Ana içeriğe atla

Piyasa Notları: İndirim Kredi Faizlerine Yansımıyor


-


İndirim kredi faizlerine yansımıyor

Merkez Bankası, geçen hafta piyasa şartları izin vermediği halde politika faizinde 25 baz puan, faiz koridorunun üst bandında da 50 baz puan indirime gitti. Üst bandın düşürülmesi ise bankaların maliyetlerini azaltacağı için kredi faizlerinin düşeceği ve bunun vatandaşa olumlu yansıyacağı beklentisi yarattı. Ancak kredi faizlerini bankalar belirliyor. Bankalar bu indirimi kredi faizlerine yansıtmayıp kâr marjlarını yükseltmek yönünde de kullanabilir. Zira 27 Ağustos 2014’te de faizin üst koridorunda 75 baz puan indirim yapılmasına karşın kredi faizlerinde önemli bir değişiklik olmadı. Hatta konut ve ihtiyaç kredileri hariç kredi faizlerinde artış söz konusu. Merkez Bankası verilerine göre 15 Ağustos 2014’te yüzde 13.5 olan ortalama tüketici kredisi faizi 13 Şubat 2015 haftasında yüzde 13.66’ya yükseldi. Ticari kredi faizi yüzde 11.68’den yüzde 12.96’ya, taşıt kredisi faizi yüzde 12.95’ten yüzde 13.1’e çıktı.



Diğer yandan 15 Ağustos 2014’te yüzde 15.08 olan ortalama ihtiyaç kredisi faizi 13 Şubat haftasında yüzde 14.94 olarak belirlendi. Konut kredisi faizi de yüzde 11.06’dan yüzde 10.8’e indi. Buna göre faizde 75 baz puan indirim olurken, ihtiyaç kredisi faizindeki düşüş 14 baz puanda, konut kredisi faizindeki düşüş ise 26 baz puanda kaldı.

Merkez Bankası Ağustos 2014’te üst bandı yüzde 12’den 11.25’e, geçen hafta da yüzde 11.25’ten 10.75’e çekmişti. Rakamlara göre bankaların kredi faizleri bu oranın oldukça üzerinde görünüyor. Buna göre de Cumhurbaşkanı Tayyip Erdoğan’ın faiz indiriminde ısrar etmesi aslında faiz lobisi diye şikayet ettiği bankalara yarıyor.

Faiz indiriminin bir yansıması da Merkez Bankası’nın güvenilirliği ile ilgili soru işaretleri oldu. Merkez, indirim kararının ardından ekonomistlerle gerçekleştirdiği toplantıda enflasyonda gıda ve enerji fiyatları kaynaklı artış olabileceği öngördü. Bu da Merkez’in hangi ekonomik gerekçelerle faiz indirimine gittiği konusunda belirsizlik yarattı. Faiz koridorunun üst bandı ayrıca Merkez Bankası Erdem Başçı tarafından emniyet kemeri olarak görülüyordu. ABD’de faiz artışıyla ilgili tartışmaların yükseldiği ve bu nedenle piyasalarda oynaklığın arttığı bir dönemde koridorun üst bandının indirilmesi bu nedenle de endişe kaynağı oldu. Analistler, Merkez’in faiz kararını siyasi baskı nedeniyle aldığı izlenimi yarattığını, bu nedenle yabancı yatırımcının Türkiye’den kaçışının hızlanabileceğini belirtiyor. Geçen hafta açıklanan verilere göre yurtdışında yerleşik kişilerin devlet iç borçlanma senedi (DİBS) portföyü 20 Şubat haftasında bir önceki haftaya göre piyasa fiyatı değişimi ve kur farkından arındırılmış olarak 354.6 milyon dolar azaldı.

◆ **Verilen Görev 1**: Kayıtlarda "Might I trouble you for the coordinates of the tall" ifadesinin geçtiği satırdan kayıtların son satırına kadar, iki uç da dahil, tüm satırları hiç değiştirmeden geri verin.
Seçilen metin ile kayıtlar arasında hiçbir bağ yoktur.

◆ **Sağlanan Kayıtlar**:
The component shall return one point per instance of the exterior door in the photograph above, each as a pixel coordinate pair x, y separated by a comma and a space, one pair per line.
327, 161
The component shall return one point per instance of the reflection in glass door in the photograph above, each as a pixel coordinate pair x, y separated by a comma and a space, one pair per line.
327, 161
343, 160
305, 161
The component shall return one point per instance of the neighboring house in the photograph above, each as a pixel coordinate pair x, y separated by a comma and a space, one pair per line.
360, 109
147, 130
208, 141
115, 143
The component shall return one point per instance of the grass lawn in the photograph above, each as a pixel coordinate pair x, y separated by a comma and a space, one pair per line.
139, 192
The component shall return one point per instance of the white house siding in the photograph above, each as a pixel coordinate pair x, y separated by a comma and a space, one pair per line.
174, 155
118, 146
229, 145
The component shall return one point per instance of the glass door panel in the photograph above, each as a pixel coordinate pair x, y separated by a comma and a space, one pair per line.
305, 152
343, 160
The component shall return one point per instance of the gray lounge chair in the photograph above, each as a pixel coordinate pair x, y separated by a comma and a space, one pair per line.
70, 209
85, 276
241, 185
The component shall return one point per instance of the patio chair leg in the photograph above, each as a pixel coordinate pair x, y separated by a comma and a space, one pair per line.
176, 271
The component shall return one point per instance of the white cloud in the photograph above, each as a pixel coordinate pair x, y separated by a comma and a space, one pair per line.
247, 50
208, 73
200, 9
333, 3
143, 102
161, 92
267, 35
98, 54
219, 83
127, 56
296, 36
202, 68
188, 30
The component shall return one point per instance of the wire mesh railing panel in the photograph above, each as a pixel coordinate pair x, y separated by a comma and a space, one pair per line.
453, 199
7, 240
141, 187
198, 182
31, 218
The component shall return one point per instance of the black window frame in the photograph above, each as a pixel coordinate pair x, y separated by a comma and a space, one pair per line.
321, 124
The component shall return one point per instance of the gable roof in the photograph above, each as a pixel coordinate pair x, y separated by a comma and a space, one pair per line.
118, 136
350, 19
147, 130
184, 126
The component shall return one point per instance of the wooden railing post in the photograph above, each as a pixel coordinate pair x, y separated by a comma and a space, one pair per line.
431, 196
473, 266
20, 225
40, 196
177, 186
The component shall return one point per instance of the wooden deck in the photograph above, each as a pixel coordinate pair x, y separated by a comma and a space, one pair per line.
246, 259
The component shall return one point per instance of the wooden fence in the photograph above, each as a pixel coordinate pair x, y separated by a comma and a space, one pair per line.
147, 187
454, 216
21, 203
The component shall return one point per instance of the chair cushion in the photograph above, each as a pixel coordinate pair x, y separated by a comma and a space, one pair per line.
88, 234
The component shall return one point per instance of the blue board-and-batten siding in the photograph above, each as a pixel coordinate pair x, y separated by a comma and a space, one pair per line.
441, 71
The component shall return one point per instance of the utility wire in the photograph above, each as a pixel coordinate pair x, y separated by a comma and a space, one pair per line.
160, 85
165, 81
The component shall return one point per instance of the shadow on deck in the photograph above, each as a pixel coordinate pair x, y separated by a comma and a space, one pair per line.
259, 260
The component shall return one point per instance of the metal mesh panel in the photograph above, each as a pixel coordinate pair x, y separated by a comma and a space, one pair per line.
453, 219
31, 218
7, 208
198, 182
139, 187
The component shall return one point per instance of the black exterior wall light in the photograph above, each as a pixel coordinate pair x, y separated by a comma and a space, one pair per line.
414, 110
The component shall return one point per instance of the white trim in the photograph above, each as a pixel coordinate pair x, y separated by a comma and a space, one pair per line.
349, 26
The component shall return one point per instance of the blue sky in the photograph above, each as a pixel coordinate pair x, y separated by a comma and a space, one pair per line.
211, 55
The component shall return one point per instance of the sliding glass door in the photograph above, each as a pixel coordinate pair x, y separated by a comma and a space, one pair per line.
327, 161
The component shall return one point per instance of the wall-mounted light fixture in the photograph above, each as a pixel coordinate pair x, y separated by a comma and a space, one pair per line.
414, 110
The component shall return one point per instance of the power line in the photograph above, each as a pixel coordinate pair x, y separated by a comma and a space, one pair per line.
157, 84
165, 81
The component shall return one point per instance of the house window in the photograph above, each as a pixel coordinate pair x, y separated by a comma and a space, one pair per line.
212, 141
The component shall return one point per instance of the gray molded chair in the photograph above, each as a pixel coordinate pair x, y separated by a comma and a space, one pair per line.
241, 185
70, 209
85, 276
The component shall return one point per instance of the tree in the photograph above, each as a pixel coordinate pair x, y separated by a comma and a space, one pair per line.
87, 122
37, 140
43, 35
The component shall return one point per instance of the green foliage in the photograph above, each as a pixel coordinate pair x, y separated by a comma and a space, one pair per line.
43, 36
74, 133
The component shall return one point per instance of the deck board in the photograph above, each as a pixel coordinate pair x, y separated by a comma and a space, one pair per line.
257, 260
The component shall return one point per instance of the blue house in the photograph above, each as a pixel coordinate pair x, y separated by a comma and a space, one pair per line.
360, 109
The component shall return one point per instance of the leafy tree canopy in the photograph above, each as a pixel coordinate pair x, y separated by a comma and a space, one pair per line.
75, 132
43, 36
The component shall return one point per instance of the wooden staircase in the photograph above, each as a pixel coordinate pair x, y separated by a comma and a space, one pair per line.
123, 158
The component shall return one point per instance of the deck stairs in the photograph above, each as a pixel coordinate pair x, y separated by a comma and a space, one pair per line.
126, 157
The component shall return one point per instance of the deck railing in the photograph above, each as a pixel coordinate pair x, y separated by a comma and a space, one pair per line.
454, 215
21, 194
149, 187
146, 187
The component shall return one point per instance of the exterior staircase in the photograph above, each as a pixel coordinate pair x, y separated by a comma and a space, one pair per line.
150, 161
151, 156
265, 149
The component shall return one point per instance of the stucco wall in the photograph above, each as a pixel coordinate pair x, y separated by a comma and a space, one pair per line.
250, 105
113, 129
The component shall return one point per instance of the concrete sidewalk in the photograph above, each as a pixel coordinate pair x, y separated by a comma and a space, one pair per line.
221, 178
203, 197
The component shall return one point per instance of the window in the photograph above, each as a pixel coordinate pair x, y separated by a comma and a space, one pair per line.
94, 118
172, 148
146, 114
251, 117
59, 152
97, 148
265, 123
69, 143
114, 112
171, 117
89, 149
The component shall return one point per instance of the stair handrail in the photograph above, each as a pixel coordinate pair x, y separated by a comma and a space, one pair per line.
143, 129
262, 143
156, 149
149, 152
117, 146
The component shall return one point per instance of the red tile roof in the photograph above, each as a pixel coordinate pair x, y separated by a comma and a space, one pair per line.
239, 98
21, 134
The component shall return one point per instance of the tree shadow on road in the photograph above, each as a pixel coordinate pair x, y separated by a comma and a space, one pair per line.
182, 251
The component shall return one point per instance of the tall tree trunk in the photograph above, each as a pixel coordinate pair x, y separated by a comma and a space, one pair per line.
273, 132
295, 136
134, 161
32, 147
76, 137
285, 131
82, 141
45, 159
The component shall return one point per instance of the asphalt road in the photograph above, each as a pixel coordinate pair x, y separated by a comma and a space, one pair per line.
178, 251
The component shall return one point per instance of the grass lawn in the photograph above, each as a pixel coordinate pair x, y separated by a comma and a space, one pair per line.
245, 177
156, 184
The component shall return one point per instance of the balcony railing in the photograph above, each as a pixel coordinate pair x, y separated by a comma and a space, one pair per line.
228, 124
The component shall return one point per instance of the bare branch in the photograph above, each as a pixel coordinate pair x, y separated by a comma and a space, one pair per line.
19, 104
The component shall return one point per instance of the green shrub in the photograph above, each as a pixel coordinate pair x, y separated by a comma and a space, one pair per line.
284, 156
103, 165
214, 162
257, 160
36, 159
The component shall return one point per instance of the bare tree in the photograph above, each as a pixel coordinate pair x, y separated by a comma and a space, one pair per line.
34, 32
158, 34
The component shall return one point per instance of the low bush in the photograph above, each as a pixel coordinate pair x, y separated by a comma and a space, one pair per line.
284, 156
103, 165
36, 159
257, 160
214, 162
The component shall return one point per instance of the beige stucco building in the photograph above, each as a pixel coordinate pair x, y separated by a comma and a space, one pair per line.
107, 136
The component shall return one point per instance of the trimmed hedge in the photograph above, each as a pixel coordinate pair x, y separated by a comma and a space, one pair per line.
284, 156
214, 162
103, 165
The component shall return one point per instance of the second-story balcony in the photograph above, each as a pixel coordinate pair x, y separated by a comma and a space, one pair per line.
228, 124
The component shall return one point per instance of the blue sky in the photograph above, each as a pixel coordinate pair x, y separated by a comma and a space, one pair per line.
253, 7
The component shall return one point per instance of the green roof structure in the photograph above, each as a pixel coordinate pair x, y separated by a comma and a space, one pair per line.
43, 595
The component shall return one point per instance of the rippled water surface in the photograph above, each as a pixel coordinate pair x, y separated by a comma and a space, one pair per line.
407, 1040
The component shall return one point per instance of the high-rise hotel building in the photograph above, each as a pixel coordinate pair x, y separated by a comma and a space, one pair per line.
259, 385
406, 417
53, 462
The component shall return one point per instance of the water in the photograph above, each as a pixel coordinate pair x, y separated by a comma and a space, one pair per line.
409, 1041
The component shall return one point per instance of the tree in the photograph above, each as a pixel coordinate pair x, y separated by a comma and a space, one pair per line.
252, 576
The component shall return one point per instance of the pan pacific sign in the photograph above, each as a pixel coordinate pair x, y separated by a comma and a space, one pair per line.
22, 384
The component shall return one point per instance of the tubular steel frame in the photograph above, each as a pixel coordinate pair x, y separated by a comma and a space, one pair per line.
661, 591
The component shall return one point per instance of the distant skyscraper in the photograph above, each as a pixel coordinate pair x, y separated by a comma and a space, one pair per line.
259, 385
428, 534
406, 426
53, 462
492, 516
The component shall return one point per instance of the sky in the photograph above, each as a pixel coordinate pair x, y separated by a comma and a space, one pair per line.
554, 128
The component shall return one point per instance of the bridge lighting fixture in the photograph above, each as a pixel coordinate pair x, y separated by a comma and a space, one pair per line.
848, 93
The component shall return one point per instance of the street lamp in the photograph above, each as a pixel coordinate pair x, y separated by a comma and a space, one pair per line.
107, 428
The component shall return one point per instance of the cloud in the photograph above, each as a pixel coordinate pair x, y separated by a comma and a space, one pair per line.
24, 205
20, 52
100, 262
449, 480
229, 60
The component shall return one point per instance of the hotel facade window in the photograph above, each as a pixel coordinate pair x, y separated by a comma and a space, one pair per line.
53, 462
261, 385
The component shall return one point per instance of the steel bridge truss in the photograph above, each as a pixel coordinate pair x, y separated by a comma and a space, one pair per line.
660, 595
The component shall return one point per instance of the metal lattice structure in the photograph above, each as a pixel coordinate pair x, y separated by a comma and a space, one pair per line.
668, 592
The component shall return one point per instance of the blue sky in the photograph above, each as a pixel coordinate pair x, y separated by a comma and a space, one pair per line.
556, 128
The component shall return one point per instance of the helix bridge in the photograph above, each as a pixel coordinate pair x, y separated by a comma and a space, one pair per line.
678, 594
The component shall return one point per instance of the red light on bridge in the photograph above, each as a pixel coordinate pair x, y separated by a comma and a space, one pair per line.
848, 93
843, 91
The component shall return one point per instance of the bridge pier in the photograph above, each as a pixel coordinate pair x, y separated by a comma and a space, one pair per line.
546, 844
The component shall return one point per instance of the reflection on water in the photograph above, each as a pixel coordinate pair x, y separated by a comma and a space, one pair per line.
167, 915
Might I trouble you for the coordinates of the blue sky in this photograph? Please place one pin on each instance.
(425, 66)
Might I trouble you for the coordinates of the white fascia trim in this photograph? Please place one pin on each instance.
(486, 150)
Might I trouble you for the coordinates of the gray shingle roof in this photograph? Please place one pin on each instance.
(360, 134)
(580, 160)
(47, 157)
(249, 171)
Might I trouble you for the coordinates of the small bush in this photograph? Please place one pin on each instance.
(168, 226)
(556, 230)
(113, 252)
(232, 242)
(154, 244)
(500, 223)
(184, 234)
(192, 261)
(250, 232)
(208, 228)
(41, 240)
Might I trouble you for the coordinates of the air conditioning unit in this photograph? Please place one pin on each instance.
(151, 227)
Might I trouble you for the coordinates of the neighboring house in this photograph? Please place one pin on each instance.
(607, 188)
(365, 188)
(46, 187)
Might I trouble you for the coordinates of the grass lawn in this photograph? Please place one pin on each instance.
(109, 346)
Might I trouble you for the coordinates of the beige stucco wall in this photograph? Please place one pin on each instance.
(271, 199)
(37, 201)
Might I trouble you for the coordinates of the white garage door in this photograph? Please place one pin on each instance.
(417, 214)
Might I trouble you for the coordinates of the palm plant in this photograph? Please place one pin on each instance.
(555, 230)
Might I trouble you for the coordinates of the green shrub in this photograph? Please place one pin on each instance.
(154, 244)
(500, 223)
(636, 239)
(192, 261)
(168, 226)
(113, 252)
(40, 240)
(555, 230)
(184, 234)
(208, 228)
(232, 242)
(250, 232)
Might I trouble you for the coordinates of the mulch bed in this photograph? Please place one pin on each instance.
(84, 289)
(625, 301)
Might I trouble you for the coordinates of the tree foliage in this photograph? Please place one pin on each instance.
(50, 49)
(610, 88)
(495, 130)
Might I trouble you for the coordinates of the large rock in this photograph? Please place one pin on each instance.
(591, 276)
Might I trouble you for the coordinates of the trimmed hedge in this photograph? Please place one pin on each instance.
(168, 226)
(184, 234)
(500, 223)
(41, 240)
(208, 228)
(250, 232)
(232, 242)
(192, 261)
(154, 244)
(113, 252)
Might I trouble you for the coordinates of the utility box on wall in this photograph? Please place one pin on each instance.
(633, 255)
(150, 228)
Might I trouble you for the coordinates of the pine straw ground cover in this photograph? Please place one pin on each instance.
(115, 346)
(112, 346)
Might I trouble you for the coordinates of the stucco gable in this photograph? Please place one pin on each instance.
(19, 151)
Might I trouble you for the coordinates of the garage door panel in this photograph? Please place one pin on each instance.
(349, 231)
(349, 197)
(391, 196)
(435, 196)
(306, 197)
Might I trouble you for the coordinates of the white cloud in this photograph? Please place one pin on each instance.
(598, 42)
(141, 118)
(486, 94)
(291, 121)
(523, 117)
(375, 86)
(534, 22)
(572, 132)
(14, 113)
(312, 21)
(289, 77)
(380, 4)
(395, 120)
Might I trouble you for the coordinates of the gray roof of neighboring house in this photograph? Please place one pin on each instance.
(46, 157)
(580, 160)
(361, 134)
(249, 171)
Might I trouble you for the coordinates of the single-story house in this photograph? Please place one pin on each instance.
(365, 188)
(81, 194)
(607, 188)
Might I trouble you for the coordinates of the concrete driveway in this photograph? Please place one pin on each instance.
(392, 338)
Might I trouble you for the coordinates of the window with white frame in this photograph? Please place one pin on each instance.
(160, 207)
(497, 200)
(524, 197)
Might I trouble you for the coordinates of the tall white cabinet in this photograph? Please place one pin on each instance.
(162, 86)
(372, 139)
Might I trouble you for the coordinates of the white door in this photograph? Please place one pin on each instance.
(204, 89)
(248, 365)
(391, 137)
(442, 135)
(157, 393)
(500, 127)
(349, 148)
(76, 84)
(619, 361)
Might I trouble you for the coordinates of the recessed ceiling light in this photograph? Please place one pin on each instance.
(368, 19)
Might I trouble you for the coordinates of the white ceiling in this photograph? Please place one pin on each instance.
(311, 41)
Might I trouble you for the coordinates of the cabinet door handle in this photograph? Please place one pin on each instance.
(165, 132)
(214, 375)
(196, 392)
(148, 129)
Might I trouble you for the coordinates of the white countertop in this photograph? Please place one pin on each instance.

◆ **Verilen Görev 2**: Seçilen metnin "Diğer yandan 15" ifadesinden "ettiği bankalara yarıyor." ifadesine kadar (ikisi de dahil) olan kısmını, "faiz lobisi" yerine "kredi lobisi" yazarak güncelleyin ve yeniden verin.

◆ **Görev Çıktısı 1**:
Might I trouble you for the coordinates of the tall white cabinet in this photograph? Please place one pin on each instance.
(162, 86)
(372, 139)
Might I trouble you for the coordinates of the white door in this photograph? Please place one pin on each instance.
(204, 89)
(248, 365)
(391, 137)
(442, 135)
(157, 393)
(500, 127)
(349, 148)
(76, 84)
(619, 361)
Might I trouble you for the coordinates of the recessed ceiling light in this photograph? Please place one pin on each instance.
(368, 19)
Might I trouble you for the coordinates of the white ceiling in this photograph? Please place one pin on each instance.
(311, 41)
Might I trouble you for the coordinates of the cabinet door handle in this photograph? Please place one pin on each instance.
(165, 132)
(214, 375)
(196, 392)
(148, 129)
Might I trouble you for the coordinates of the white countertop in this photograph? Please place one pin on each instance.

◆ **Görev Çıktısı 2**:
Diğer yandan 15 Ağustos 2014’te yüzde 15.08 olan ortalama ihtiyaç kredisi faizi 13 Şubat haftasında yüzde 14.94 olarak belirlendi. Konut kredisi faizi de yüzde 11.06’dan yüzde 10.8’e indi. Buna göre faizde 75 baz puan indirim olurken, ihtiyaç kredisi faizindeki düşüş 14 baz puanda, konut kredisi faizindeki düşüş ise 26 baz puanda kaldı.

Merkez Bankası Ağustos 2014’te üst bandı yüzde 12’den 11.25’e, geçen hafta da yüzde 11.25’ten 10.75’e çekmişti. Rakamlara göre bankaların kredi faizleri bu oranın oldukça üzerinde görünüyor. Buna göre de Cumhurbaşkanı Tayyip Erdoğan’ın faiz indiriminde ısrar etmesi aslında kredi lobisi diye şikayet ettiği bankalara yarıyor.